►
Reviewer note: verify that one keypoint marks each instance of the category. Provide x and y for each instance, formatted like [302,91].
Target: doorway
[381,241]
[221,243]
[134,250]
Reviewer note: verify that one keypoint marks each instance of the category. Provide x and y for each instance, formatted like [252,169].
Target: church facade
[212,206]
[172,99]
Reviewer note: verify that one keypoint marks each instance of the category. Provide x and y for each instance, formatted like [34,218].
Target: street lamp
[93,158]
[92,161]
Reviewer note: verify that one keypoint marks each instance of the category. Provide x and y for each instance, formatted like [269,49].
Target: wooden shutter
◄
►
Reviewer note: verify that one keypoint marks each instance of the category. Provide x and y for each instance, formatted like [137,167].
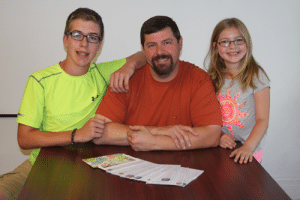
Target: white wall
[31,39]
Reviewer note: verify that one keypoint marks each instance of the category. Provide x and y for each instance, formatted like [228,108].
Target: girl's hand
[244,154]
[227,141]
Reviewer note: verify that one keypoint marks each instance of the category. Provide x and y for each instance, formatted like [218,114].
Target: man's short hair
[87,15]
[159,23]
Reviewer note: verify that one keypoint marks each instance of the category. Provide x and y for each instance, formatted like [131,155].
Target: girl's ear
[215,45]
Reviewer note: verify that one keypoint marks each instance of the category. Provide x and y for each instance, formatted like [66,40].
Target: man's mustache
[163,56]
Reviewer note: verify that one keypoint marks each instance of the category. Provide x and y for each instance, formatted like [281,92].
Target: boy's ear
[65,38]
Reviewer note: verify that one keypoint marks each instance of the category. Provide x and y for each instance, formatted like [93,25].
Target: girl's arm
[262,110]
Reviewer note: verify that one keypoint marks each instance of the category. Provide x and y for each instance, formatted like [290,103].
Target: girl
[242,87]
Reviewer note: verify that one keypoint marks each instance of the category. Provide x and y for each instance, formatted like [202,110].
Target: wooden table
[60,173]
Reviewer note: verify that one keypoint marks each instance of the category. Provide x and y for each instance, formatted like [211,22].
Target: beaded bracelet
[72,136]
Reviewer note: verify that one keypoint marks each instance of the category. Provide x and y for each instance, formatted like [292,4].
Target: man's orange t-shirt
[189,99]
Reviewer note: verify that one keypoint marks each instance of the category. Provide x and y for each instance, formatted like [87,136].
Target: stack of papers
◄
►
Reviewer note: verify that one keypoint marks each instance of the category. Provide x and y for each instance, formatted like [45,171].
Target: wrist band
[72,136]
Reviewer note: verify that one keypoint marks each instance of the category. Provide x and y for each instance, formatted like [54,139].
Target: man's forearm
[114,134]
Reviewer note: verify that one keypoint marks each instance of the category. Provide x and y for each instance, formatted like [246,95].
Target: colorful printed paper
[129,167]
◄
What you are asked to do:
Express the lines above as a JSON list of strings, one string per line, with blank lines omitted. Begin at the line that contains "formatted like [87,136]." and stop after the line that contains "Target: stack of papers".

Response below:
[
  "Reviewer note: verify that one keypoint marks each instance of the category. Provide x and y for each instance, formatted like [87,136].",
  "Target: stack of papers"
]